**** Testo da leggere

Quando il successo delle avventure di Picard convinse a espandere l’universo di Star Trek, Brandon Tartikoff decise tornare alle origini del concept del mondo di Star Trek, e nel 1991 propose a Rick Berman un’idea apparentemente rivoluzionaria per la saga: ambientare la serie su una stazione spaziale!

L’ispirazione per questa idea venne a Tartikoff ricordando la serie western americana The Rifleman, popolare negli anni ’60. In questo serial, un ex militare della Guerra di Secessione, alla morte della moglie, trova rifugio in un ranch in Nuovo Messico, iniziando una nuova vita nella frontiera americana.

La proposta di Tartikoff era in linea con lo spirito originario di Roddenberry e, pur rivoluzionando il classico approccio dell’esplorazione itinerante, omaggiava lo spirito della frontiera, che era già stato al centro della serie originale. Berman, colpito da questa intuizione, la sottopose a Michael Piller, assieme al quale decisero di creare questa promettente variazione al canone di Star Trek.

********
**** Materiale

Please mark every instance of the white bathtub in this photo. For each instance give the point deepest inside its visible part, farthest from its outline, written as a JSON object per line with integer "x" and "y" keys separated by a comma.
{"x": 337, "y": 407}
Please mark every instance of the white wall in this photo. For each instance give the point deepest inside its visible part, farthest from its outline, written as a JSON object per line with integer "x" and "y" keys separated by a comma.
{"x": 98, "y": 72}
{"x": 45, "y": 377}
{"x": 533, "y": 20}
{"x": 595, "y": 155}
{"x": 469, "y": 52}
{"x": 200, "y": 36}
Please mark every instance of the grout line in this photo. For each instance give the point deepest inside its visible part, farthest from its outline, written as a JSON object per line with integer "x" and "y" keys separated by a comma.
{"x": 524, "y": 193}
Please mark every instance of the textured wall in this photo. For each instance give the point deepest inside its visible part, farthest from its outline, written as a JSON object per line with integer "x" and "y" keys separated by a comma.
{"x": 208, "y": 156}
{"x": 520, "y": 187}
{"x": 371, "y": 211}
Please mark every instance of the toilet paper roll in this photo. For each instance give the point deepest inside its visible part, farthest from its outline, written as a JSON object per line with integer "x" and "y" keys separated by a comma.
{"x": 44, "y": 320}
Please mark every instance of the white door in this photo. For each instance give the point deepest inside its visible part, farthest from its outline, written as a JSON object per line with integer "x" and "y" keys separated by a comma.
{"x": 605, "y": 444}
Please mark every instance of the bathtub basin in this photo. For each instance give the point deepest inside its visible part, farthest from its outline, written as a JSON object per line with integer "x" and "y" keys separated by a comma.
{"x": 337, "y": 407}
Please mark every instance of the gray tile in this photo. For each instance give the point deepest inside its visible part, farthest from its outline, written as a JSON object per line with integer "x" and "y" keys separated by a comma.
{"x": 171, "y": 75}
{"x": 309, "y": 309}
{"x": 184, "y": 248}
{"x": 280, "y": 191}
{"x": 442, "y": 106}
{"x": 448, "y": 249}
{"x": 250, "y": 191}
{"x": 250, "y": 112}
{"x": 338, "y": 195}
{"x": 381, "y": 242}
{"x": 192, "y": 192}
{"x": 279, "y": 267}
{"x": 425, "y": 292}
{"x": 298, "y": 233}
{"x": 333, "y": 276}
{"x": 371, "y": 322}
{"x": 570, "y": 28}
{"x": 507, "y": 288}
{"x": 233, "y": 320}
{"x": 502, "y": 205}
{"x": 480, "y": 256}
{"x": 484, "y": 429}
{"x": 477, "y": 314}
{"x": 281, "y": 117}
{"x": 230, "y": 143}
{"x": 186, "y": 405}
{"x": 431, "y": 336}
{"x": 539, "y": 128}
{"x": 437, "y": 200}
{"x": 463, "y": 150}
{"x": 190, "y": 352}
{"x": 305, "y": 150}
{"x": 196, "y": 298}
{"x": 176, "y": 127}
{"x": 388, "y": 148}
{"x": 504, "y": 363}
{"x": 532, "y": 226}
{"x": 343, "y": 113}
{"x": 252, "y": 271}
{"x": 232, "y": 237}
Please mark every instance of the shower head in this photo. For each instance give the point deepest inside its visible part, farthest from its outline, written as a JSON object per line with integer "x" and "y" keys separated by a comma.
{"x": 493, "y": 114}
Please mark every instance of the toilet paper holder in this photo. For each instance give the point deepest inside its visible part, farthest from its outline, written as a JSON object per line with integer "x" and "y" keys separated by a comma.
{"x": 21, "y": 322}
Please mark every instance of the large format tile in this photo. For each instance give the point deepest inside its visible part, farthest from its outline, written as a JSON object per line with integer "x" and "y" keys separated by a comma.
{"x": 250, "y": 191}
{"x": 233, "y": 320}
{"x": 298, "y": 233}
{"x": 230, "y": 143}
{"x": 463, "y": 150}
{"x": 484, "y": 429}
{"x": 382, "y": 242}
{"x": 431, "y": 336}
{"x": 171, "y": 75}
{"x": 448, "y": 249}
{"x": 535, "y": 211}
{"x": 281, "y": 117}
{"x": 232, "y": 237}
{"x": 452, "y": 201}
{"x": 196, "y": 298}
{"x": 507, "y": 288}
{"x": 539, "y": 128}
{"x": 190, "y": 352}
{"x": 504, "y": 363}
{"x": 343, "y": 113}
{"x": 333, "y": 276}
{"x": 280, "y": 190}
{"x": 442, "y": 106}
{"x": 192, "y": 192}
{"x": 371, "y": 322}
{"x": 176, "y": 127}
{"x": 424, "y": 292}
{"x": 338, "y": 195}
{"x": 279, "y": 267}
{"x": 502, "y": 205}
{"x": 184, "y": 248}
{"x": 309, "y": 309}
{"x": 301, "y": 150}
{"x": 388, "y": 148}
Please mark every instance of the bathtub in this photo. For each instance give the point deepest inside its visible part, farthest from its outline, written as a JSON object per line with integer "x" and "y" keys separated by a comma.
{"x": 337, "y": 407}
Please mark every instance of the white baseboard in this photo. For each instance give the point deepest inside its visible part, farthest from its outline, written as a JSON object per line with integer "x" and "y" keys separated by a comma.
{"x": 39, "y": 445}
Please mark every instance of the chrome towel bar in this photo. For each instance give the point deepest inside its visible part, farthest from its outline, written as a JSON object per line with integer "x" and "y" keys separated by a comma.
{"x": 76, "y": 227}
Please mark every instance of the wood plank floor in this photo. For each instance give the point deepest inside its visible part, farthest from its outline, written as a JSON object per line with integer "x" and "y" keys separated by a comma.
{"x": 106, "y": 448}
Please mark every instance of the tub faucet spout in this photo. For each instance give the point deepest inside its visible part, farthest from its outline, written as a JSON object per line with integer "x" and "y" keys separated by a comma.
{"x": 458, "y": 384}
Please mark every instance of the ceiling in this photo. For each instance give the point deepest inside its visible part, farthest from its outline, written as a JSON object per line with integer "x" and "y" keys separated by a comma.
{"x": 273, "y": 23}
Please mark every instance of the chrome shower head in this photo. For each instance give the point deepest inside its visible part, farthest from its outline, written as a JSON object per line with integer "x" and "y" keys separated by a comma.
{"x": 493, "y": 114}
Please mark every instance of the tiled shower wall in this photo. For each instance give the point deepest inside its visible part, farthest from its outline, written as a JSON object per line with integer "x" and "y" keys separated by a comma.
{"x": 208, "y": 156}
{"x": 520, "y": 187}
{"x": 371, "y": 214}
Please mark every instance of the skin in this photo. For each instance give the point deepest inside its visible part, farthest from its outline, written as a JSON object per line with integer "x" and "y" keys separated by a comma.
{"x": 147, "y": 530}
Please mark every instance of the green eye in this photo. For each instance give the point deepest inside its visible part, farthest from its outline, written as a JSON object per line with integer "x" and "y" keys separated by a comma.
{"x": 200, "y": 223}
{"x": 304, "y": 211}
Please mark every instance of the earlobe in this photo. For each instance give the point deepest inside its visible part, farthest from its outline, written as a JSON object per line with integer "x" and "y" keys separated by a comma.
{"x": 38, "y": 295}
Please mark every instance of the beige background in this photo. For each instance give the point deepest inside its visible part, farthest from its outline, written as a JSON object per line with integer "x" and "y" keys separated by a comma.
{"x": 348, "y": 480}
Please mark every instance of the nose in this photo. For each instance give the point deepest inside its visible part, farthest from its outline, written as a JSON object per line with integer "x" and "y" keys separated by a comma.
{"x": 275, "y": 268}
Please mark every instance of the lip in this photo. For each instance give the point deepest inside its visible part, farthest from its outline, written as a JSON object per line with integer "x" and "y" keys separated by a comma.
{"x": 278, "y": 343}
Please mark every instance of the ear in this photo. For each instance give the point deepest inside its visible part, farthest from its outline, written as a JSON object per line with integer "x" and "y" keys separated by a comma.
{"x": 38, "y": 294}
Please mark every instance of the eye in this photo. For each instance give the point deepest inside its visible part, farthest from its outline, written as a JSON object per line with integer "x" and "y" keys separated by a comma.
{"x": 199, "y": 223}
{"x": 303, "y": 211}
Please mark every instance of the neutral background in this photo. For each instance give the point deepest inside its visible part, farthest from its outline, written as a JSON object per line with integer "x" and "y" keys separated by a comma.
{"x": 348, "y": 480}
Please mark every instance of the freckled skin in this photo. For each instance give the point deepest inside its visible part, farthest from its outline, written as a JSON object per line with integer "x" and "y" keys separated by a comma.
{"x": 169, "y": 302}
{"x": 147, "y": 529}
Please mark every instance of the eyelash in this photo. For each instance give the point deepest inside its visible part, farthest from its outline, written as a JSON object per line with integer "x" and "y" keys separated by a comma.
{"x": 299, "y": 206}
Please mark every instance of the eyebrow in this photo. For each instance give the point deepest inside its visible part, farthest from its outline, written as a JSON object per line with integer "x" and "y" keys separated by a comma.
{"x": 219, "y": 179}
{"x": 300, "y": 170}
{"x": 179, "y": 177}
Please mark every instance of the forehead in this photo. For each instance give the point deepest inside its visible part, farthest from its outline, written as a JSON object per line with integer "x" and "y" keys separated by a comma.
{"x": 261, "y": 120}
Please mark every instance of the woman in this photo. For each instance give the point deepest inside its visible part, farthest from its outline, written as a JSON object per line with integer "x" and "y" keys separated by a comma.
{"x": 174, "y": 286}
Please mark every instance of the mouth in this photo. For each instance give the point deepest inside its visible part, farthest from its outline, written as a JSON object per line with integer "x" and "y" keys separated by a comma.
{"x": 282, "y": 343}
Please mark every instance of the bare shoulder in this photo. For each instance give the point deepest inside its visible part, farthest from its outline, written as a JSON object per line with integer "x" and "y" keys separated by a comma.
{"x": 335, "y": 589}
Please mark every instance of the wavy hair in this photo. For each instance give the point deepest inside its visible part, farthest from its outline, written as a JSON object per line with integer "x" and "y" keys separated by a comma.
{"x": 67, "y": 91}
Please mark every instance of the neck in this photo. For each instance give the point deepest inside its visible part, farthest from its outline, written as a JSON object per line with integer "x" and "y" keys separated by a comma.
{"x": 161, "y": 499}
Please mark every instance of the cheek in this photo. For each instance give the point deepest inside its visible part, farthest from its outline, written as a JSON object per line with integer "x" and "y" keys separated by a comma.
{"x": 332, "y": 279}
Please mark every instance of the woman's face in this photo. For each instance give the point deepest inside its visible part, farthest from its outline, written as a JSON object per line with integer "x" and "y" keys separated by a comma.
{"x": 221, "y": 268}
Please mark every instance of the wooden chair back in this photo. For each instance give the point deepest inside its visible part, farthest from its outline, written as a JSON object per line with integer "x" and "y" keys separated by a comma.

********

* Compito richiesto 1
Traduci in inglese questa frase del testo su Star Trek: "L’ispirazione per questa idea venne a Tartikoff ricordando la serie western americana The Rifleman, popolare negli anni ’60."
* Compito richiesto 2
Fornisci il seguito del testo su Star Trek, partendo subito dopo l'ultima frase riportata.
I dati non hanno alcun ruolo in questa attività.

* Risultato 1
The inspiration for this idea came to Tartikoff as he recalled the American western series The Rifleman, popular in the 1960s.

* Risultato 2
Come spiegò in seguito Robert Hewitt Wolfe, autore di numerose sceneggiature di Star Trek, erano presenti gli elementi classici del western di frontiera

“Avevamo il dottore di campagna, e il barista, e avevamo lo sceriffo e il sindaco, avevamo tutto e tutto era al posto giusto. C’era anche l’uomo comune, Miles O’Brien, e la nativa Americana, Kira”

Inizialmente, la serie non era stata ambientata su una stazione spaziale, ma su una colonia planetaria. A far cambiare idea su questa prima scelta furono i costi, visto che sarebbero levitate le spese per le riprese. Inoltre, pur volendo cambiare in una dimensione più statica la narrazione, si aveva la percezione che i fan di Star Trek avrebbero potuto accettare con maggior apertura una stazione spaziale, dato che si sarebbe mantenuto l’elemento ‘spazio’, al centro dell’anima della serie.

L’utilizzo di una stazione spaziale, inoltre, era visto dai produttori come una necessità. Al momento della nascita di Deep Space Nine, The Next Generation era ancora in programmazione, e si ebbe la sensazione che due serie in contemporanea su un’astronave in viaggio nello spazio non fosse un’idea molto intelligente, come spiegò in seguito Rick Berman

“C’erano due anni di sovrapposizione tra Deep Space Nine e The Next Generation, non potevamo creare un’ulteriore serie ambientata su un’astronave. Sembrava ridicolo avere due serie e due cast che contemporaneamente andassero dove nessun uomo era giunto prima! Deep Space Nine era una serie statica, era una serie fatta per esser ambientata su una stazione spaziale, eravamo davanti ad un concept totalmente diverso”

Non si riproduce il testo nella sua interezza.